[Given exercise] Turn every line below into a Markdown table with the columns Row and Line. Number each row, and leave out any blank lines.

[Supplied records]
=-=-=
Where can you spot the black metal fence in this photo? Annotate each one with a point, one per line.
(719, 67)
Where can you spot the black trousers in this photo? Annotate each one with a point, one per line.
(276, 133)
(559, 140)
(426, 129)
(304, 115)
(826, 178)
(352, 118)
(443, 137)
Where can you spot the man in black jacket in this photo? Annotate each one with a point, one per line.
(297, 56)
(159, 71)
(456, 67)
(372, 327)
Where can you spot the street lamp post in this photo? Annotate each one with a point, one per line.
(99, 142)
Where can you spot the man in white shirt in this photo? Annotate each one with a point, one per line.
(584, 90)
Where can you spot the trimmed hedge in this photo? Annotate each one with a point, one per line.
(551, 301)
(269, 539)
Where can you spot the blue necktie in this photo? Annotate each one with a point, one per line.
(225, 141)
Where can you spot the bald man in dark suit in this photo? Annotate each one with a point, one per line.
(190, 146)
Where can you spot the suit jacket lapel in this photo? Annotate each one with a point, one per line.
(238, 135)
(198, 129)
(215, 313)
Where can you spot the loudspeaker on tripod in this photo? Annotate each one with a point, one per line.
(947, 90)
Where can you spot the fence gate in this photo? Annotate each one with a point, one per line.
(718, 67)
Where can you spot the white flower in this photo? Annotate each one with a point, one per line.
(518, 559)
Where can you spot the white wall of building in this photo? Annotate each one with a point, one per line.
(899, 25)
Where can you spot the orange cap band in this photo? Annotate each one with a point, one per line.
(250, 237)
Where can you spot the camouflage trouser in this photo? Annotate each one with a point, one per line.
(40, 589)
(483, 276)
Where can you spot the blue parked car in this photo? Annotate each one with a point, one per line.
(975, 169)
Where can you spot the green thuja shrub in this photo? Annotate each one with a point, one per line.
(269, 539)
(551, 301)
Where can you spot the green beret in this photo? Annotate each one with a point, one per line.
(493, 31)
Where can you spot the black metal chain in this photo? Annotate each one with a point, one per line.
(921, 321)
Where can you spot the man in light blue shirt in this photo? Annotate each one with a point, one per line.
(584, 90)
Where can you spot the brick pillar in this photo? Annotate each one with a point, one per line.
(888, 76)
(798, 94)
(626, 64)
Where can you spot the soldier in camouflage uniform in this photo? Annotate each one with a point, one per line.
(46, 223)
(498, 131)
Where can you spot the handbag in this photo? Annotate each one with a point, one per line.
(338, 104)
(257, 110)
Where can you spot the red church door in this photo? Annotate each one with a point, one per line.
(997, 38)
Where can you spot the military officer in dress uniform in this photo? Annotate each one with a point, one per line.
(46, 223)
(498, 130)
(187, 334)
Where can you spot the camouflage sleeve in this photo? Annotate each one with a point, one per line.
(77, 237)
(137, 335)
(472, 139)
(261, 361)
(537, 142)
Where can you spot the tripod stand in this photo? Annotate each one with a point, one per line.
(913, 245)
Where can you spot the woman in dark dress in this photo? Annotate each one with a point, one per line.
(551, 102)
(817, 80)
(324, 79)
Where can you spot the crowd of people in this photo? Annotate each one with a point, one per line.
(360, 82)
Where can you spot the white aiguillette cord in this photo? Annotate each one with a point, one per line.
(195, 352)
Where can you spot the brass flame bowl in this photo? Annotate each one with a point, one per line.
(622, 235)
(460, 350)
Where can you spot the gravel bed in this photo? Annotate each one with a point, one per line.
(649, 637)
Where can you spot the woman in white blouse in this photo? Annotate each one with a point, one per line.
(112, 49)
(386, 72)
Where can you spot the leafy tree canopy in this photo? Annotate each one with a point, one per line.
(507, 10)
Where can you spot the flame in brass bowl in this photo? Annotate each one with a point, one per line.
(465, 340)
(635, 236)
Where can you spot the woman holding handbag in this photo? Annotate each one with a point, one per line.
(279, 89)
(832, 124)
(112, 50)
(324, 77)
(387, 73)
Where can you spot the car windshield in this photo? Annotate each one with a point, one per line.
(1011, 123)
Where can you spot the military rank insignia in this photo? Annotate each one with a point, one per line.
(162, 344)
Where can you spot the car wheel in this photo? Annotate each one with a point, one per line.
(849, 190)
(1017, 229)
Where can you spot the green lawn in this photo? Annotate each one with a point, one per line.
=-=-=
[Solved problem]
| Row | Line |
|---|---|
| 1 | Where can you spot the black metal fence in this photo? Annotate each one with a point, one per line. |
| 2 | (719, 67) |
| 3 | Where can you spot the black trousers in this photo? Annotate each one with a point, one per line. |
| 4 | (276, 133) |
| 5 | (559, 140) |
| 6 | (426, 129) |
| 7 | (304, 115) |
| 8 | (826, 178) |
| 9 | (352, 118) |
| 10 | (443, 137) |
| 11 | Where can you spot the man in black jacket in this photo? Annotate each one with a point, one per line. |
| 12 | (297, 56) |
| 13 | (159, 71) |
| 14 | (456, 67) |
| 15 | (372, 327) |
| 16 | Where can you spot the street lamp post in this photo? Annotate each one with a point, one per line. |
| 17 | (99, 142) |
| 18 | Where can you spot the man in white shirt in this photo? Annotate each one with a point, one per line. |
| 19 | (584, 90) |
| 20 | Where can you spot the trimmed hedge in this photo? Annotate each one with a point, one per line. |
| 21 | (551, 301) |
| 22 | (269, 539) |
| 23 | Where can you spot the blue necktie in this photo? Annotate each one with a point, one per line. |
| 24 | (225, 141) |
| 25 | Where can you spot the bald man in dark suit in this photo? Annotate each one with a point, one per line. |
| 26 | (190, 146) |
| 27 | Where can you spot the suit jacket lapel in this photo? Annotate each one with a point, one per line. |
| 28 | (238, 135) |
| 29 | (198, 129) |
| 30 | (215, 313) |
| 31 | Where can you spot the loudspeaker on tripod in this photo? Annotate each one with a point, one per line. |
| 32 | (947, 90) |
| 33 | Where can you spot the fence gate in this photo? Annotate each one with a point, one per line. |
| 34 | (718, 67) |
| 35 | Where can you spot the white flower in this photo? Annotate each one with a point, one per line. |
| 36 | (518, 559) |
| 37 | Where can you spot the white wall of building in this photo? Annotate each one with a point, one per line. |
| 38 | (899, 25) |
| 39 | Where can you spot the orange cap band in this photo? Annotate each one with a point, one per line. |
| 40 | (250, 237) |
| 41 | Where can you spot the camouflage trouser in this photo? Annotate each one with a point, one per line. |
| 42 | (40, 589) |
| 43 | (483, 276) |
| 44 | Where can you spot the blue parked car in this photo? Annotate each one with a point, one per line. |
| 45 | (975, 169) |
| 46 | Where can you spot the green thuja shrub in this photo? Annotate each one with a point, one per line. |
| 47 | (269, 539) |
| 48 | (551, 301) |
| 49 | Where can you spot the green beret in this photo? Annotate each one with a point, one per line. |
| 50 | (493, 31) |
| 51 | Where can you spot the black metal chain in this photo? Annotate each one with a point, one per line. |
| 52 | (921, 321) |
| 53 | Where can you spot the man in light blue shirt in this photo? Annotate each one with a point, one per line. |
| 54 | (584, 90) |
| 55 | Where can you spot the brick pillar in this photo? Annotate each one with a point, one per line. |
| 56 | (888, 76) |
| 57 | (798, 94) |
| 58 | (626, 64) |
| 59 | Where can you spot the soldier in camouflage uniform in this photo? Annotate each one with a point, one per line. |
| 60 | (46, 223) |
| 61 | (498, 131) |
| 62 | Where can you spot the handbag in this photo? Annotate each one with a point, one per line. |
| 63 | (338, 104) |
| 64 | (257, 110) |
| 65 | Where can you spot the red church door in this photo? Annotate each one with a point, one per line. |
| 66 | (997, 38) |
| 67 | Where can you spot the military officer in dress uniform in this photo? Annotate each one with a point, one per line. |
| 68 | (46, 223) |
| 69 | (498, 130) |
| 70 | (187, 334) |
| 71 | Where can you spot the camouflage sleeve in this photo? Annotate each one with a point, one per line. |
| 72 | (77, 237) |
| 73 | (137, 335) |
| 74 | (472, 139) |
| 75 | (261, 361) |
| 76 | (537, 142) |
| 77 | Where can you spot the tripod stand in this photo? Annotate each one with a point, one per line. |
| 78 | (913, 245) |
| 79 | Where can you spot the woman in dark dress in this photo? Annotate each one with a point, one per line. |
| 80 | (551, 102) |
| 81 | (817, 80) |
| 82 | (324, 79) |
| 83 | Where can you spot the crowd of people in this photo? Annotate each one with a point, one per line. |
| 84 | (360, 82) |
| 85 | Where can you spot the white aiguillette cord in this photo? Annotate each one with a point, one per line. |
| 86 | (195, 352) |
| 87 | Where can you spot the brass flame bowl in this photo? Annotate each one with a point, one per line. |
| 88 | (622, 235) |
| 89 | (460, 350) |
| 90 | Where can you spot the gravel bed in this photo? Annotate each one with a point, one per line. |
| 91 | (649, 637) |
| 92 | Where can you spot the woman in white blouse in this photo? Annotate each one with a point, one per line. |
| 93 | (112, 49) |
| 94 | (386, 72) |
| 95 | Where can you spot the leafy tree canopy in this photo? Annotate each one with a point, one per line. |
| 96 | (507, 10) |
| 97 | Where can you spot the flame in brass bowl in this photo? Annotate each one with a point, one per line. |
| 98 | (465, 340) |
| 99 | (635, 236) |
| 100 | Where can you spot the woman holding handbag in this photo? Annotate each one with a point, one per line. |
| 101 | (279, 89) |
| 102 | (832, 124) |
| 103 | (112, 50) |
| 104 | (324, 77) |
| 105 | (387, 73) |
| 106 | Where can you spot the car windshield in this photo? Annotate each one with a point, one per line. |
| 107 | (1011, 123) |
| 108 | Where can you spot the military rank insignia in this photo? Annotate each one with a point, one per line. |
| 109 | (162, 344) |
| 110 | Where can you spot the car wheel in this photo? Annotate each one with a point, one per line. |
| 111 | (849, 190) |
| 112 | (1017, 229) |
| 113 | Where can you spot the green lawn in this photo? Annotate each one with a point, one per line. |